■ **Excerpted passage**
* * *
Kirk Ward returns for performance at El Teatro Campesino
Though Kirk Ward has lived in Los Angeles for the last 16 years,
he is quick to list his favorite places in San Benito County.
Marcus Ranch off Lone Tree Road tops the list.
Kirk Ward returns for performance at El Teatro Campesino
Though Kirk Ward has lived in Los Angeles for the last 16 years, he is quick to list his favorite places in San Benito County.
Marcus Ranch off Lone Tree Road tops the list.
“Main street [San Benito Street] where my grandfather’s babershop used to be; Park Hill in the morning, looking down at the town,” he continued. “Quien Sabe Road; the old Granada Theater; Thyme, my sister-in-law’s [Italian deli]; and of course, going to my mom’s house.”
And when it comes to Abercrombie and Fitch’s copyright of the Hollister name to sell preppy surf shop clothing, don’t get him started.
“That company was formed in 2000 and Hollister was founded Nov. 19, 1868 by William Welles Hollister,” he wrote in an e-mail.
It should come as no surprise, then, that the 1989 San Benito High School graduate is looking forward to sharing one of his shows on the first local stage he knew as a young actor. His monologue, “Three Stories Tall,” will open at El Teatro Campesino Playhouse in San Juan on June 11. The story starts in 1989 when Ward was captain of the varsity football team and student body president. After graduation he can’t quite find his way on the junior college campus he attends, and so the show follows him through his experience of trying to figure out what to do with his life.
* * *
Recorded data
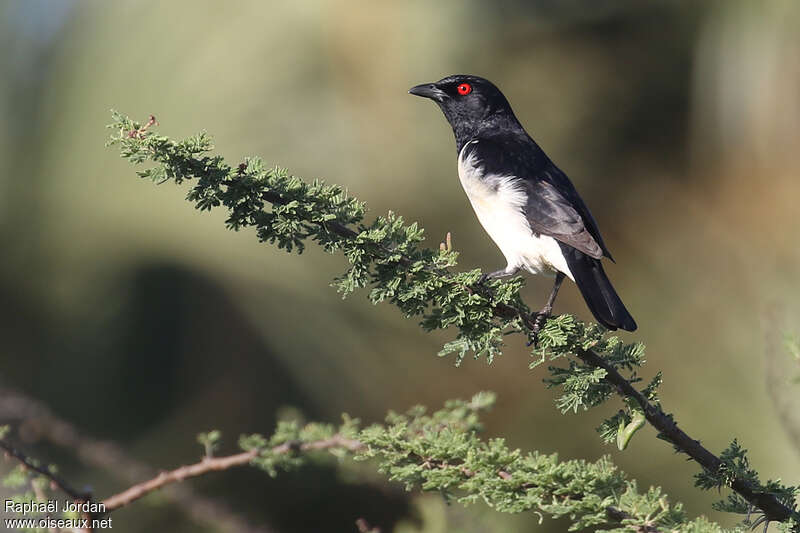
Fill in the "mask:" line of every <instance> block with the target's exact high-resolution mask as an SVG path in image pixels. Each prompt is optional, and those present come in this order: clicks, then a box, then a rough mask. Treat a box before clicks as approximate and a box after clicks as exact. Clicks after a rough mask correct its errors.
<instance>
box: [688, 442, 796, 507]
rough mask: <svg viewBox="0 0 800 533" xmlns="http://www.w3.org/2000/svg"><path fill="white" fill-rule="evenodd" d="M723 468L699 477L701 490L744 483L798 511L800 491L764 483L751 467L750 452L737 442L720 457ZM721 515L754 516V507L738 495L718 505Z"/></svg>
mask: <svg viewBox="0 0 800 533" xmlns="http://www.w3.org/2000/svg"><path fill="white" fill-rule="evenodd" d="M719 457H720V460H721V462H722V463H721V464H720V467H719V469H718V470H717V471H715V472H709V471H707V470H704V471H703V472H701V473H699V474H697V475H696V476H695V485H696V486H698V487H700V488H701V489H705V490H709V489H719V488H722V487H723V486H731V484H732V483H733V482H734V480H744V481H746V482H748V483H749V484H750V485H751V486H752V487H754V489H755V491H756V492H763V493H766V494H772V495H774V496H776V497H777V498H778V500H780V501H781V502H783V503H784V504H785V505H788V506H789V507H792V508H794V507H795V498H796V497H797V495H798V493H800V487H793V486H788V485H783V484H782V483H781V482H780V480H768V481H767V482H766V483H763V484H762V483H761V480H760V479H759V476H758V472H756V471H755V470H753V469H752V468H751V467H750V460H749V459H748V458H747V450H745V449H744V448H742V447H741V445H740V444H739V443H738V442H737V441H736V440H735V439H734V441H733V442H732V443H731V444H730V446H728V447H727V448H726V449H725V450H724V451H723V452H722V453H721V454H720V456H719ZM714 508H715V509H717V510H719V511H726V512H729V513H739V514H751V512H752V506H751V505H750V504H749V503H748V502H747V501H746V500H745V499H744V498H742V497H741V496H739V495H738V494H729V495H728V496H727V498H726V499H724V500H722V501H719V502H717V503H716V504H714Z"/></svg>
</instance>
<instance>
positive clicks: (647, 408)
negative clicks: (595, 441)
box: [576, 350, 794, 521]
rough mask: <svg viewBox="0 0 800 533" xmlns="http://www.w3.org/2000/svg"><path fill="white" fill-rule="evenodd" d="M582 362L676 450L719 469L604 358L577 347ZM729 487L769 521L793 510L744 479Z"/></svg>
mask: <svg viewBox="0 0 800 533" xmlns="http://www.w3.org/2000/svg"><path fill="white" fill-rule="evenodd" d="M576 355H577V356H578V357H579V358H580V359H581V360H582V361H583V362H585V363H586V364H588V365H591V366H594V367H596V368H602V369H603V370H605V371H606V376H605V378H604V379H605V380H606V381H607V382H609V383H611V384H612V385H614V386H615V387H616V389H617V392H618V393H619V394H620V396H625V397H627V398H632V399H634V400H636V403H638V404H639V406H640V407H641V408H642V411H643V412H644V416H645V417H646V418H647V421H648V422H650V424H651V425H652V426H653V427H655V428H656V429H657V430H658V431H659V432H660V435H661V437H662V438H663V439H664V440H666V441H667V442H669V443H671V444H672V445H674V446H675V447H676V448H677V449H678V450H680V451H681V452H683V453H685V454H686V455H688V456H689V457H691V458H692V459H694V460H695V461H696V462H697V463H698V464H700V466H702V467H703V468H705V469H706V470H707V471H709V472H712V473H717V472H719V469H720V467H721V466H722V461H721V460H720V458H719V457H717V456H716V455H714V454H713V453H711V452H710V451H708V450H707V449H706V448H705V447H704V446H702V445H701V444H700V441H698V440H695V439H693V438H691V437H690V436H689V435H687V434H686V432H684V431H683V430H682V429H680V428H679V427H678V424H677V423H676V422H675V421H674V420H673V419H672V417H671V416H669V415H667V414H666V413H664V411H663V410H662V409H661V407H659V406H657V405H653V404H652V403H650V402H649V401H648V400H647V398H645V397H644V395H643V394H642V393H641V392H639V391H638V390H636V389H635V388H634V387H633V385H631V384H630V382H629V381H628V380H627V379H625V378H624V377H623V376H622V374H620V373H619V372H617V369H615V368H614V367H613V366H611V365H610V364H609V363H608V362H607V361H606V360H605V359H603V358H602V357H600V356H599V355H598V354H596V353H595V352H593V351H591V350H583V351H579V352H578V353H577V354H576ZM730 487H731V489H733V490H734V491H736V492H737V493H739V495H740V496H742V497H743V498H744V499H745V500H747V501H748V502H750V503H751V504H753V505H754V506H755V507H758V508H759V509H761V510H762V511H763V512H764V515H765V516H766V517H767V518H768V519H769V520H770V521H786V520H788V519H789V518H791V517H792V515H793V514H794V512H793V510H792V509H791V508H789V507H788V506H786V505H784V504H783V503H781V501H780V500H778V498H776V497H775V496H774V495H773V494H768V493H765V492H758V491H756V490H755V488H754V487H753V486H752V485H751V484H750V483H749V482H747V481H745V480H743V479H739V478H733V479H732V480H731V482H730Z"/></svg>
* * *
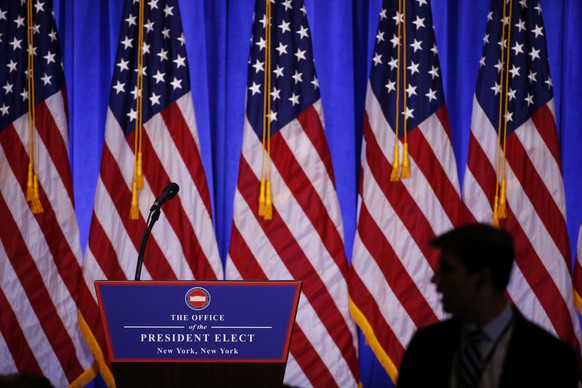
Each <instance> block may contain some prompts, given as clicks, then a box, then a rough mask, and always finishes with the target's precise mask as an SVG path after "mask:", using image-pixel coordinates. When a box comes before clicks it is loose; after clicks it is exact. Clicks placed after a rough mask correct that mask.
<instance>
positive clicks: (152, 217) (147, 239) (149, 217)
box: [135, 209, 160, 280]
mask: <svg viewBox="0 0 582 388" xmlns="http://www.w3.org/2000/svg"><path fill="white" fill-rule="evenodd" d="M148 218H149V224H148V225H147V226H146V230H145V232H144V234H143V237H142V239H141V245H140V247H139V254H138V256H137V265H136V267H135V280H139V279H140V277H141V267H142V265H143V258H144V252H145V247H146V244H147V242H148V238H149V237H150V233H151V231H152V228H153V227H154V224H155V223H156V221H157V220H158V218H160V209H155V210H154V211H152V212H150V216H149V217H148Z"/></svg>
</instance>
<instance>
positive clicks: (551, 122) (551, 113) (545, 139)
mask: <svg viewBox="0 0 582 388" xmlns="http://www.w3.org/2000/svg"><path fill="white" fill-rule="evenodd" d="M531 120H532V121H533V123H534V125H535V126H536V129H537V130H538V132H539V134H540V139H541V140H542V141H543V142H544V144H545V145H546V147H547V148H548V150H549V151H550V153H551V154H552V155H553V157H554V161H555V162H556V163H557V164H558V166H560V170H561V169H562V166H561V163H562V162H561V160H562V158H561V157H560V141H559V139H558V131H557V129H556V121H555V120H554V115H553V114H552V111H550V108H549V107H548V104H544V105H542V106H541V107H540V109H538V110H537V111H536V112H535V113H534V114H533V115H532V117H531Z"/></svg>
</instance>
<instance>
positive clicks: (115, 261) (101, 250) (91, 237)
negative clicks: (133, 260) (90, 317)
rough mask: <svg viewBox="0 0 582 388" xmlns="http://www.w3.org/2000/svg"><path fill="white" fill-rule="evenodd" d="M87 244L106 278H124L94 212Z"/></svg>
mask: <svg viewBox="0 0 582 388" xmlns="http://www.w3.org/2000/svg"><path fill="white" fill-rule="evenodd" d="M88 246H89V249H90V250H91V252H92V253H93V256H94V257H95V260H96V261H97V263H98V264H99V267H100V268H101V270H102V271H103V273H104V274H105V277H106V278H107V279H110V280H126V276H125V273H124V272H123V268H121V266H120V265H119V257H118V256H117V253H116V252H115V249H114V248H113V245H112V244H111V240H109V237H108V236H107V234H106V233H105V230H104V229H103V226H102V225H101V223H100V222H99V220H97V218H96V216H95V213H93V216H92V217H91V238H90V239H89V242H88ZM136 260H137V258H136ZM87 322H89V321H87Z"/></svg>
* * *
■ **Problem to solve**
Name every road or street mentioned in the article on Kirk Ward's return to El Teatro Campesino.

■ **Answer area**
- Lone Tree Road
- Main street (San Benito Street)
- Quien Sabe Road